**Work item**
Go through the entries, filter for the word "keypoint", and copy every line that has it.

[Source data]
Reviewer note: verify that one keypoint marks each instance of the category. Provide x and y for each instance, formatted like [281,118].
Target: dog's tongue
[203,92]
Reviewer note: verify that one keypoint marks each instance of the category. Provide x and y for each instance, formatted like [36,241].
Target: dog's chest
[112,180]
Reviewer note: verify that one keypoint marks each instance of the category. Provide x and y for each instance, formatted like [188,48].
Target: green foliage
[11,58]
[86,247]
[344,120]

**Result of the exercise**
Reviewer note: verify that one keypoint marks each instance of the category. Provide x and y for each instance, formatted like [281,118].
Reviewer note: verify that one keypoint marks each instance of the category. Provide x and y for each instance, formatted like [36,241].
Reviewer note: verify that one keypoint marks each instance of the category. Provide x and y for each instance, formatted like [188,48].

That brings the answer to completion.